Start of Supplied data

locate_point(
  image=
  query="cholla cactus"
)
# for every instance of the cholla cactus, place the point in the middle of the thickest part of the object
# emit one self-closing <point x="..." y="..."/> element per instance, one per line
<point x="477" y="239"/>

End of Supplied data

_Task objective_
Go through the records above and return every line that holds the string "cholla".

_Written response_
  query="cholla cactus"
# for every instance of the cholla cactus, place the point in the middle of the thickest part of the object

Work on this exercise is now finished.